*** DOCUMENT EXCERPT Section Begins ***

First, we need to remember how the Thunder came into existence in 2008 because in this case, past has certainly proven to be prologue. In full collusion with David Stern, Clay Bennett bought the Seattle Supersonics in 2006 and moved them to his hometown of Oklahoma City. Stern recruited Bennett, a former member of the NBA's Board of Governors, to make this move.
Why would David Stern, the man they call "Money," choose to move a team from the fourteenth-largest television market to the forty-fifth? Why would he move a team to a place with one-twelfth the per capita income?
Simply, put, it's because Oklahoma City offered hundreds of millions in corporate welfare and public revenue while Seattle did not. Using Seattle as an object lesson for any other fan base that would dare tell Stern not to feed at the public trough was a bonus.
As Bennett gushed to Stern in a private e-mail, "You are just one of my favorite people on earth." It's a love built on a passion for corporate welfare, a love so great that the NBA chose to think small.
The move to a "small market" has meant the best of both worlds for the swelling pockets of Clay Bennett. It has provided him with a publicly subsidized money-making machine--$35 million in profits last year according to ESPN--while also creating the illusion of scarcity.
Pressure to spend can be deflected, as Presti did, onto the need for "sustainability" while prying eyes are dissuaded by anti-trust protections: protections that outrageously exist even with the infusion of public money. The blame then gets deflected onto Harden for not taking less money to stay in Oklahoma City.
I have never understood how sportswriters can turn so much bile on players for trying to maximize their incredibly narrow earning windows while owners, who have inherited--or in Bennett's case, married--generational wealth, are exempt from the same criticisms.
Last year's Stern-engineered lockout, it should now be clear, wasn't about small-market competitive balance but extracting wealth from the players and redistributing it into the bank accounts of ownership.
While Harden is slammed and Presti cries the tears of the crocodile, Bennett gets to be the Bain Capital of owners: harvesting teams for profits and then throwing away their dried husks when profit margins are under any kind of threat.
David Stern will retire in February 2014, but his legacy will be felt for decades to come, and it's a legacy that has cultivated a coterie of owners that put fans and communities last. The Harden trade is just a symptom of the disease.

*** DOCUMENT EXCERPT Section Ends ***
*** AVAILABLE DATA Section Begins ***

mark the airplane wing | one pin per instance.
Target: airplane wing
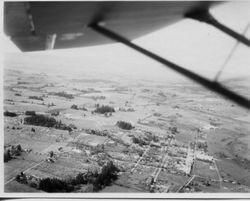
(32, 25)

*** AVAILABLE DATA Section Ends ***

* **WORK TO COMPLETE**: Reproduce the entire commentary above on the Thunder's origins and the James Harden trade, word for word.

* **ANSWER**:
First, we need to remember how the Thunder came into existence in 2008 because in this case, past has certainly proven to be prologue. In full collusion with David Stern, Clay Bennett bought the Seattle Supersonics in 2006 and moved them to his hometown of Oklahoma City. Stern recruited Bennett, a former member of the NBA's Board of Governors, to make this move.
Why would David Stern, the man they call "Money," choose to move a team from the fourteenth-largest television market to the forty-fifth? Why would he move a team to a place with one-twelfth the per capita income?
Simply, put, it's because Oklahoma City offered hundreds of millions in corporate welfare and public revenue while Seattle did not. Using Seattle as an object lesson for any other fan base that would dare tell Stern not to feed at the public trough was a bonus.
As Bennett gushed to Stern in a private e-mail, "You are just one of my favorite people on earth." It's a love built on a passion for corporate welfare, a love so great that the NBA chose to think small.
The move to a "small market" has meant the best of both worlds for the swelling pockets of Clay Bennett. It has provided him with a publicly subsidized money-making machine--$35 million in profits last year according to ESPN--while also creating the illusion of scarcity.
Pressure to spend can be deflected, as Presti did, onto the need for "sustainability" while prying eyes are dissuaded by anti-trust protections: protections that outrageously exist even with the infusion of public money. The blame then gets deflected onto Harden for not taking less money to stay in Oklahoma City.
I have never understood how sportswriters can turn so much bile on players for trying to maximize their incredibly narrow earning windows while owners, who have inherited--or in Bennett's case, married--generational wealth, are exempt from the same criticisms.
Last year's Stern-engineered lockout, it should now be clear, wasn't about small-market competitive balance but extracting wealth from the players and redistributing it into the bank accounts of ownership.
While Harden is slammed and Presti cries the tears of the crocodile, Bennett gets to be the Bain Capital of owners: harvesting teams for profits and then throwing away their dried husks when profit margins are under any kind of threat.
David Stern will retire in February 2014, but his legacy will be felt for decades to come, and it's a legacy that has cultivated a coterie of owners that put fans and communities last. The Harden trade is just a symptom of the disease.